YOUR INSTRUCTIONS |
Repeat exactly the lines below that lie between the line with "Query: windshield wiper" and the line with "Note to the class: mark the front bumper", counting both of those lines as part of the answer.

INFORMATION SHOWN |
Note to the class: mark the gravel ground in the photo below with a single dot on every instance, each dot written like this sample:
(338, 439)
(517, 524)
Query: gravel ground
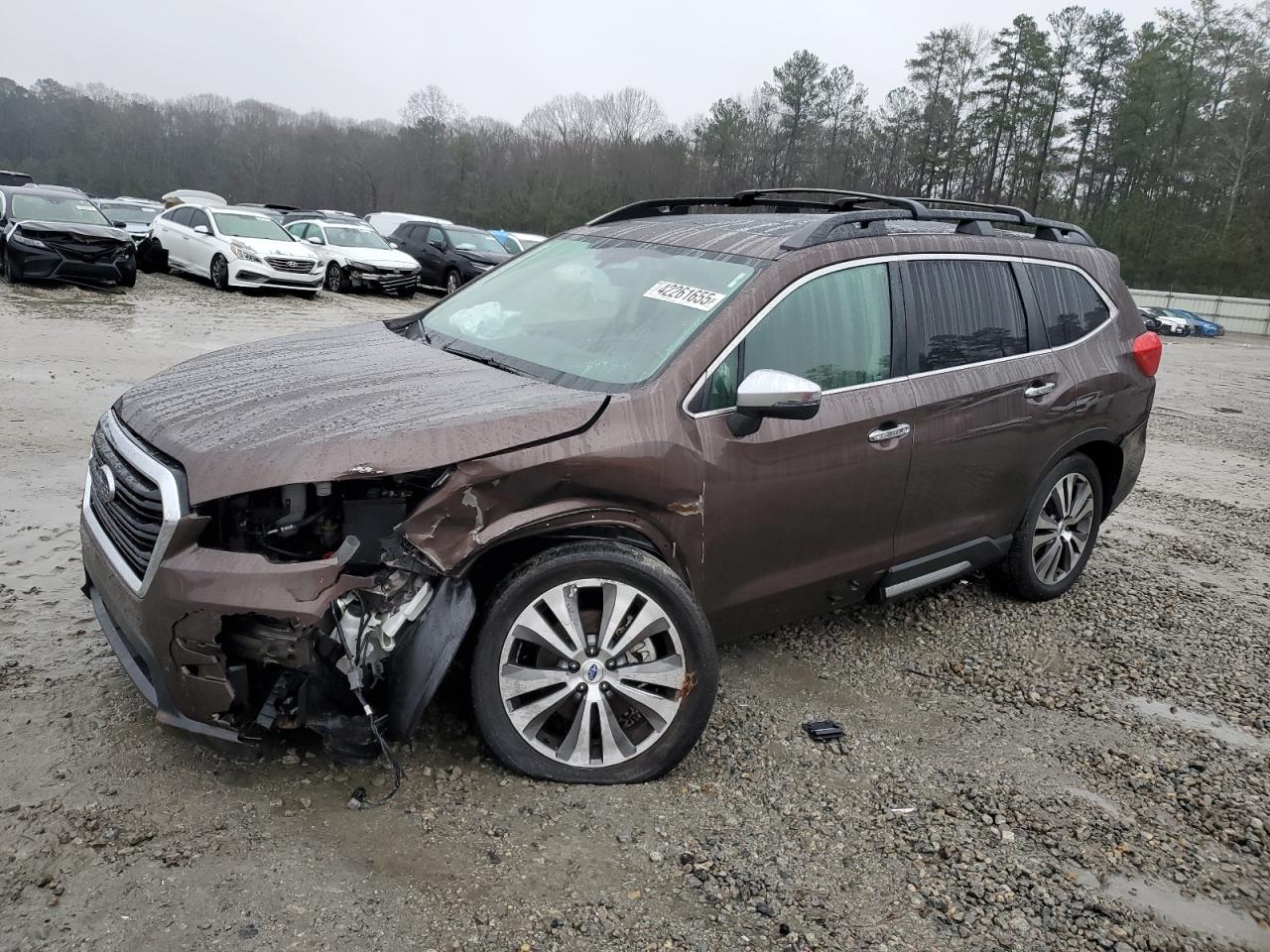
(1092, 774)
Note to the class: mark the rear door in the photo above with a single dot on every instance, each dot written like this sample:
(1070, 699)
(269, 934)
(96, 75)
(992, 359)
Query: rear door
(803, 512)
(176, 238)
(200, 248)
(985, 385)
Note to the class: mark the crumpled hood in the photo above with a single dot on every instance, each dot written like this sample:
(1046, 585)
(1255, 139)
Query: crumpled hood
(339, 404)
(64, 229)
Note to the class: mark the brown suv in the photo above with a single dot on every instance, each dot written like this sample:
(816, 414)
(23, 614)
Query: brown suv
(688, 420)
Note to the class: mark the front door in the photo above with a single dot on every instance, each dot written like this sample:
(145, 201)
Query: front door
(985, 388)
(802, 515)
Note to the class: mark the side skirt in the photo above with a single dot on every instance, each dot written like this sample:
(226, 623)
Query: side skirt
(938, 567)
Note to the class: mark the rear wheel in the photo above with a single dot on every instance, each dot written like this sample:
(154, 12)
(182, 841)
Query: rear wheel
(593, 665)
(1057, 534)
(220, 273)
(335, 278)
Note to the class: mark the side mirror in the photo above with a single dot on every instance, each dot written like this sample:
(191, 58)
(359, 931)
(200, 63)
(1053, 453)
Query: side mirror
(774, 394)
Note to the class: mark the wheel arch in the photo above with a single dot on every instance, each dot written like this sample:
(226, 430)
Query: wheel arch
(1103, 448)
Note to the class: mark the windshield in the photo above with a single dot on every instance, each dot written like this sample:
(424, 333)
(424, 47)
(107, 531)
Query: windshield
(131, 213)
(354, 238)
(587, 311)
(249, 226)
(474, 240)
(71, 208)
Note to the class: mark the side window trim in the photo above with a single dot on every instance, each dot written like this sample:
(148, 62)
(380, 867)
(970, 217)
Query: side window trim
(1038, 338)
(694, 398)
(691, 403)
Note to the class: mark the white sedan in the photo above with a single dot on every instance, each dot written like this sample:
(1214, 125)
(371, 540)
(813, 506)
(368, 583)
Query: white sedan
(235, 249)
(357, 257)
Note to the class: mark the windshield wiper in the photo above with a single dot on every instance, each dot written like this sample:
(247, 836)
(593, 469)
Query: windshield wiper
(488, 361)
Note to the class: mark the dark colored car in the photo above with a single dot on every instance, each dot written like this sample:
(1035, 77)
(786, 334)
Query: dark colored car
(449, 255)
(53, 235)
(656, 431)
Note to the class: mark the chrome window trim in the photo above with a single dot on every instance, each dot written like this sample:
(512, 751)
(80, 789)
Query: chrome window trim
(884, 259)
(169, 489)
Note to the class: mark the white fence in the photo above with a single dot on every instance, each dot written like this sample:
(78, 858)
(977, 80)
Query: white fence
(1238, 315)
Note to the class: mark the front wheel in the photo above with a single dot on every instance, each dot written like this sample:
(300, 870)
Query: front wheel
(1056, 537)
(335, 278)
(220, 273)
(593, 665)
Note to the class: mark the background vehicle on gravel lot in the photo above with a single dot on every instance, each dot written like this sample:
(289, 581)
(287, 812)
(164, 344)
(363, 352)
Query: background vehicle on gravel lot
(190, 194)
(388, 222)
(134, 214)
(606, 454)
(357, 257)
(59, 236)
(1201, 326)
(449, 255)
(1167, 322)
(517, 241)
(235, 249)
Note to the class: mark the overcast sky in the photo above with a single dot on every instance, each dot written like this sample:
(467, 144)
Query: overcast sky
(495, 59)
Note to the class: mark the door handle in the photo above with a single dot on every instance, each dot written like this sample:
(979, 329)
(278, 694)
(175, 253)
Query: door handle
(894, 430)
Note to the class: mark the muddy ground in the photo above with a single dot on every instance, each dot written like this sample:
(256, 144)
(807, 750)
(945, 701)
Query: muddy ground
(1088, 774)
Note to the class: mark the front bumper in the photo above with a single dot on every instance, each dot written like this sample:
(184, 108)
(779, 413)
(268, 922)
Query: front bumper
(118, 266)
(262, 275)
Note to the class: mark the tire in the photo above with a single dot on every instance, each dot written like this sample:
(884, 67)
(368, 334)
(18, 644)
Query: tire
(220, 273)
(670, 639)
(335, 280)
(1026, 570)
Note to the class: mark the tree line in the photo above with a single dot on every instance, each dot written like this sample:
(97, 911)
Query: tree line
(1156, 140)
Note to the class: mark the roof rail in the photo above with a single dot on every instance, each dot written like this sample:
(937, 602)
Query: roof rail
(844, 207)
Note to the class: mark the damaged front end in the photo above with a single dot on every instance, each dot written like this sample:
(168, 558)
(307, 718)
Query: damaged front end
(273, 610)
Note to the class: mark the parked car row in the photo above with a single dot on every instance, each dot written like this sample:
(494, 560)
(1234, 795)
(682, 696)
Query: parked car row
(244, 244)
(1180, 324)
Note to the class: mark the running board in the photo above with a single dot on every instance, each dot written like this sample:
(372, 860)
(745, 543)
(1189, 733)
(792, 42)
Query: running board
(938, 567)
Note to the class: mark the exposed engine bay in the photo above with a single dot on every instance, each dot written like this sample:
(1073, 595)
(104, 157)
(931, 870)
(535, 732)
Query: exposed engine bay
(333, 674)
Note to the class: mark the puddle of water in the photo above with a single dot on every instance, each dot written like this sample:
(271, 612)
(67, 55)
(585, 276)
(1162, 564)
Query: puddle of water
(1207, 724)
(1197, 914)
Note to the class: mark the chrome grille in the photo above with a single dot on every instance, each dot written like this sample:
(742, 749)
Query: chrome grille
(127, 504)
(296, 266)
(132, 500)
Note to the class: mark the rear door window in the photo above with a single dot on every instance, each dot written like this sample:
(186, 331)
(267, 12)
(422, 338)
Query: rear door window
(962, 312)
(833, 330)
(1070, 306)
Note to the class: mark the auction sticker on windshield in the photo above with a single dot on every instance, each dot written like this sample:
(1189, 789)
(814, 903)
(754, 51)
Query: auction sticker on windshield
(674, 293)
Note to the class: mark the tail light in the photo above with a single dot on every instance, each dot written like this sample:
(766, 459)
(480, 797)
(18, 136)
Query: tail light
(1147, 350)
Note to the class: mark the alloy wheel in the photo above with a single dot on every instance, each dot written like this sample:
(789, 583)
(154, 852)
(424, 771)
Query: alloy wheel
(1064, 529)
(592, 673)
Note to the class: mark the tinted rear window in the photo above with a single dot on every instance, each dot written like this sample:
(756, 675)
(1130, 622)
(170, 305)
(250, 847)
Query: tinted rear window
(1069, 303)
(965, 312)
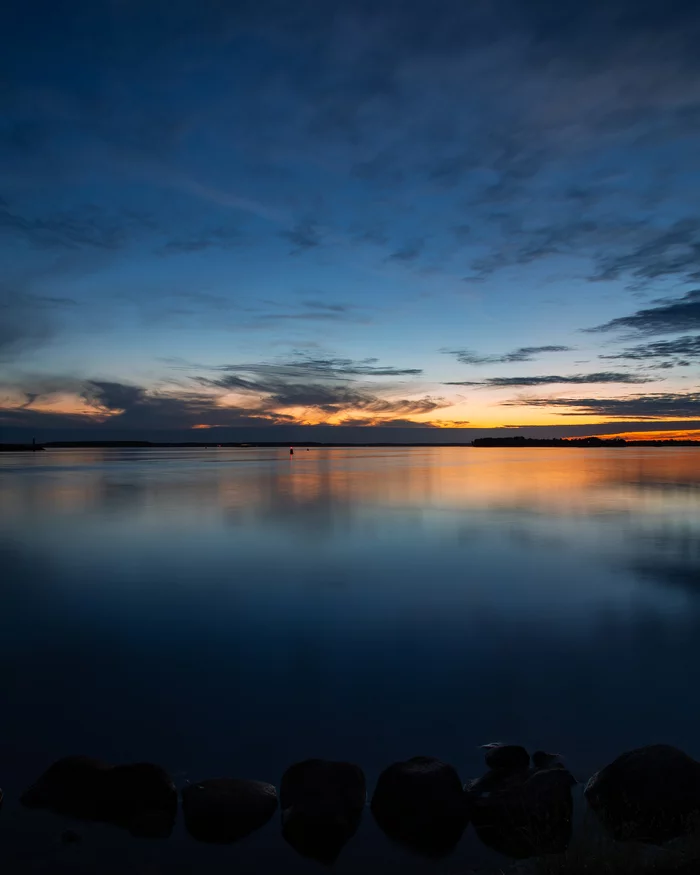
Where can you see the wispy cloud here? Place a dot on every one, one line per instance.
(522, 354)
(572, 379)
(681, 349)
(676, 315)
(659, 406)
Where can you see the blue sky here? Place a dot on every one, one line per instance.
(265, 215)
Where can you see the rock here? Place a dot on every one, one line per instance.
(224, 810)
(508, 757)
(651, 794)
(140, 797)
(420, 804)
(72, 786)
(322, 804)
(527, 814)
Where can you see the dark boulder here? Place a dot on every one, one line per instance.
(322, 804)
(224, 810)
(139, 797)
(420, 804)
(651, 794)
(73, 786)
(527, 814)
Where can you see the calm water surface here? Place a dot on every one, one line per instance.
(229, 612)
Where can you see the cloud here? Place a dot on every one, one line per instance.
(328, 386)
(27, 319)
(334, 368)
(660, 406)
(661, 253)
(113, 396)
(219, 238)
(681, 314)
(523, 354)
(132, 407)
(86, 226)
(575, 379)
(303, 236)
(688, 347)
(409, 251)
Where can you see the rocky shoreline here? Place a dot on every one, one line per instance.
(522, 806)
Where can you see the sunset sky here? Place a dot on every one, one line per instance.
(251, 216)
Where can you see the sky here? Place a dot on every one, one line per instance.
(247, 218)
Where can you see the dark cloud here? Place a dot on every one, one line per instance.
(661, 253)
(87, 226)
(320, 368)
(660, 406)
(327, 385)
(688, 347)
(113, 396)
(218, 238)
(680, 314)
(304, 235)
(27, 319)
(575, 379)
(328, 308)
(523, 354)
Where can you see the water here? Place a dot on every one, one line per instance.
(229, 612)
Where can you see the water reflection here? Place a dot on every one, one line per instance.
(234, 611)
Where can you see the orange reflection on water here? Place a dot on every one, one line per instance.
(188, 484)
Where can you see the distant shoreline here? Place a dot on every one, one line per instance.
(511, 442)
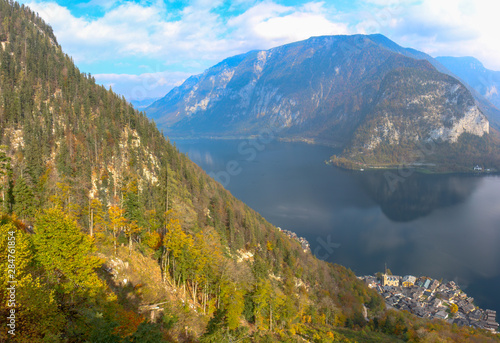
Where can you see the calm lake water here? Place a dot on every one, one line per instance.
(443, 226)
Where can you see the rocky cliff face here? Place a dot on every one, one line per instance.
(410, 109)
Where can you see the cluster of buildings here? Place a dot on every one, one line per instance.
(303, 242)
(429, 298)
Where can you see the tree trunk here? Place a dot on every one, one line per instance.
(91, 222)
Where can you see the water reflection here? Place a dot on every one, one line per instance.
(443, 226)
(406, 199)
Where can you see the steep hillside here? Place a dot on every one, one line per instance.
(116, 237)
(329, 90)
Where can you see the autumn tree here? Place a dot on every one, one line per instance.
(117, 221)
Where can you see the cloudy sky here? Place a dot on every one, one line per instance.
(143, 48)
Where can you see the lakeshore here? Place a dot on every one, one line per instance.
(429, 298)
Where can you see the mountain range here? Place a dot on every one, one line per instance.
(115, 236)
(364, 93)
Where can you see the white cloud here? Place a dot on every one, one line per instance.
(268, 24)
(198, 35)
(445, 27)
(143, 86)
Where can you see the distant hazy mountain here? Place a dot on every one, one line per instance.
(363, 92)
(143, 103)
(472, 71)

RESPONSE TO THE TASK |
Query: windshield wiper
(488, 361)
Note to the class: mark the dark colored car in the photo above with a single dot on every instance, each dot written like this sample:
(1035, 77)
(786, 334)
Query: dark colored car
(449, 255)
(53, 235)
(656, 431)
Note to the class: mark the chrome window trim in the photo above with a single dot on every instance, each dot written like this sample:
(512, 751)
(80, 789)
Query: chrome window trim
(884, 259)
(169, 489)
Note to the class: mark the white fence in the photo above with a single dot on every instance, each dot written like this sample:
(78, 858)
(977, 80)
Query: white fence
(1238, 315)
Note to the class: mark the front wheel in the photo above with a single dot on every instance, each dot written like this sample:
(300, 870)
Query: front wheel
(1056, 537)
(335, 278)
(220, 273)
(593, 665)
Note to the class: mark the background vehicle on gravel lot in the photo above with a single dot on every instance, each dot written like this sample:
(289, 581)
(287, 812)
(164, 344)
(363, 352)
Query: background vehicle on gravel lot
(190, 194)
(388, 222)
(134, 214)
(606, 454)
(357, 257)
(59, 236)
(1201, 326)
(449, 255)
(1167, 322)
(517, 241)
(235, 249)
Note to the class: mark the overcast sky in the photo above with a single dot on every instance, each dot written like this sample:
(467, 144)
Query: overcast sky
(495, 59)
Note to the class: mark the door handle in the photo above with a single dot on every instance, each dot written like this sample:
(979, 329)
(278, 694)
(175, 253)
Query: door handle
(894, 430)
Note to the class: mark the muddy ground in the photo above with a single dot on every instance, each dot written like this sample:
(256, 144)
(807, 750)
(945, 701)
Query: muddy ground
(1088, 774)
Note to the class: mark the front bumper in the photo above with a single dot on every instance, each dot written like this sample:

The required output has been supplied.